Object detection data
>> Begin

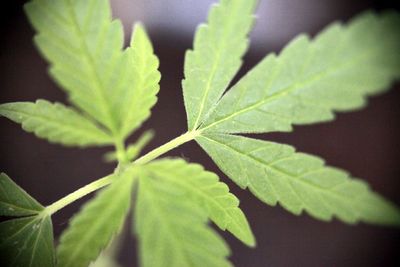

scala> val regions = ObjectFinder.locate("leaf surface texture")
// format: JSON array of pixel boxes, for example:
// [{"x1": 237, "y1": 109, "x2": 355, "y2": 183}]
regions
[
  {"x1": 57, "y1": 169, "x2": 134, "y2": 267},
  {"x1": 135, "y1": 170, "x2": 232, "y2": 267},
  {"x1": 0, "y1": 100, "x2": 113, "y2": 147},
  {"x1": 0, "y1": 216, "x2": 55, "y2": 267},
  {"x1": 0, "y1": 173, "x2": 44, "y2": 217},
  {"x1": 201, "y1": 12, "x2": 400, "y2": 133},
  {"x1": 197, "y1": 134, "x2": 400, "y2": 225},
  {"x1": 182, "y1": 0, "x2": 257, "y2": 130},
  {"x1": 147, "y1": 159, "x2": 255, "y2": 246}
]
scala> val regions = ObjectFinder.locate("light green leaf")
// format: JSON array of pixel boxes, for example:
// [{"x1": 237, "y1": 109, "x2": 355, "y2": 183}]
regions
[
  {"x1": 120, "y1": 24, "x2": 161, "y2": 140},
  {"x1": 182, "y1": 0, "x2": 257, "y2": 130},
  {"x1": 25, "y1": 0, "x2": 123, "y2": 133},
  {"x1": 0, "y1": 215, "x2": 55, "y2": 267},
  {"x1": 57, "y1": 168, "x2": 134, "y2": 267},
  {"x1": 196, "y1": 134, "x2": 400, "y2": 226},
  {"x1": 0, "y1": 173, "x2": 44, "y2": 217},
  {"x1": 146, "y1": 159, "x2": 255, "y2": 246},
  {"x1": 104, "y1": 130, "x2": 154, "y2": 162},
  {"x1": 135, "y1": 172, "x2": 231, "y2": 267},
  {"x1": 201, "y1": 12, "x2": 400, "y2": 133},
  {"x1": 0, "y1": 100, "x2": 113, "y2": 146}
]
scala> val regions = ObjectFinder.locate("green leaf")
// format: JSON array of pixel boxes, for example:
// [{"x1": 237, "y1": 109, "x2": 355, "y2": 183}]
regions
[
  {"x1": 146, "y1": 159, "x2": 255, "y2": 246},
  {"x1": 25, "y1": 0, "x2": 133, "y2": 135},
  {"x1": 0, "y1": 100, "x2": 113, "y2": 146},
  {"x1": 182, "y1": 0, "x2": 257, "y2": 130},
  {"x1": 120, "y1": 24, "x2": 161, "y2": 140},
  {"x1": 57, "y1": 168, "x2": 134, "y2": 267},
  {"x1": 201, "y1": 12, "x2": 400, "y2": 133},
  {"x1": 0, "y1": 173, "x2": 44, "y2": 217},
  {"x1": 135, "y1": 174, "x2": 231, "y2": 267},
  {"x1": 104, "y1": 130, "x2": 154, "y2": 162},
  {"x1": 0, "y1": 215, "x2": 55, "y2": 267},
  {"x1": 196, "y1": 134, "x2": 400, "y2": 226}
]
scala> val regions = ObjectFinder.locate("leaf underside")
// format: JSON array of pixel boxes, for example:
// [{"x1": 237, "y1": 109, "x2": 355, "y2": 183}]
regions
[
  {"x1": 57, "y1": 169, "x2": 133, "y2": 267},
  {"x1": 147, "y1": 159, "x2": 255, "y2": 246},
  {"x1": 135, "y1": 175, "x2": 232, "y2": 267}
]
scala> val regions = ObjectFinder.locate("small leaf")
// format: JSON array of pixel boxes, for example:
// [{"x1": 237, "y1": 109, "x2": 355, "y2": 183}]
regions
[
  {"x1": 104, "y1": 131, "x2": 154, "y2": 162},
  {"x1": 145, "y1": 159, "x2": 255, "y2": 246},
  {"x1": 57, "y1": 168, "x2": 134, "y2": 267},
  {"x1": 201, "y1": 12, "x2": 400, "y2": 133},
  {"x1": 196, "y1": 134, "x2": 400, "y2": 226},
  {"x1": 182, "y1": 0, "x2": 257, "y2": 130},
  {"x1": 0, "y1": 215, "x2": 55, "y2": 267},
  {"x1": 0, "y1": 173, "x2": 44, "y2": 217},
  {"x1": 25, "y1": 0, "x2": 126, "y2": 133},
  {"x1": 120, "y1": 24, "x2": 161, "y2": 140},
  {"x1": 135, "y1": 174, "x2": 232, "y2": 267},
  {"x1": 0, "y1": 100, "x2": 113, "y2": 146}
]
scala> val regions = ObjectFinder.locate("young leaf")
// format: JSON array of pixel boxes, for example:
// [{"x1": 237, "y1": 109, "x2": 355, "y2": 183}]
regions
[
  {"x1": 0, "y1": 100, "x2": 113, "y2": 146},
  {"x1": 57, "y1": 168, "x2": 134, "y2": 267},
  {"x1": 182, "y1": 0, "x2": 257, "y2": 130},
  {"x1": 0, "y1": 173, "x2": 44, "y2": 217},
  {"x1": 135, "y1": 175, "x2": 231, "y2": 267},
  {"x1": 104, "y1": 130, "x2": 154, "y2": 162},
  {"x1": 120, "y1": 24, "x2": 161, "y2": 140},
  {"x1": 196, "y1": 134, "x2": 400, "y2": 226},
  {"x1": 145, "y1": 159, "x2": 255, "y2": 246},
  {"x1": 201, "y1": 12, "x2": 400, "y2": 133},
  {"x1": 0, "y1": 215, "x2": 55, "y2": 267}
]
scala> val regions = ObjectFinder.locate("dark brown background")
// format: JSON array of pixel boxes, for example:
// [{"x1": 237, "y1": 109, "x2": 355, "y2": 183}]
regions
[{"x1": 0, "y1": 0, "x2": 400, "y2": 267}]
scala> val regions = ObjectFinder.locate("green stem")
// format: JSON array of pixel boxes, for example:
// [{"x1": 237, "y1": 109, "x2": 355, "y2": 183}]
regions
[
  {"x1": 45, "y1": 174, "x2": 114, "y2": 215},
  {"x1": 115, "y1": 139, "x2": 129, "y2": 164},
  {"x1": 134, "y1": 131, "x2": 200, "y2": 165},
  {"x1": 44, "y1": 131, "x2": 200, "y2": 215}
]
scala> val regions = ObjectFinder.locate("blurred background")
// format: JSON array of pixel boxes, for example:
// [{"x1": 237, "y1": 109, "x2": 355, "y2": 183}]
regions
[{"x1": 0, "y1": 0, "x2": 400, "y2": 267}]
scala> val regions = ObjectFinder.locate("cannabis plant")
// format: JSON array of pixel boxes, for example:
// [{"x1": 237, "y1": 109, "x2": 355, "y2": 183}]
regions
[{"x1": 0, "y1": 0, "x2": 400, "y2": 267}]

>> End

Exercise requirements:
Please report every line of the records above that contains the string "locate", copying each one in full.

Output of the exercise:
scala> val regions = ObjectFinder.locate("leaf surface texture")
scala> val regions = ObjectFinder.locate("light green leaf")
scala> val regions = ObjectFinder.locate("green leaf")
scala> val regions = ObjectFinder.locate("leaf underside")
scala> val regions = ObjectFinder.locate("small leaf")
scala> val regions = ObjectFinder.locate("young leaf")
scala> val regions = ObjectFinder.locate("dark brown background")
scala> val regions = ObjectFinder.locate("green stem")
scala> val regions = ObjectFinder.locate("blurred background")
scala> val regions = ObjectFinder.locate("cannabis plant")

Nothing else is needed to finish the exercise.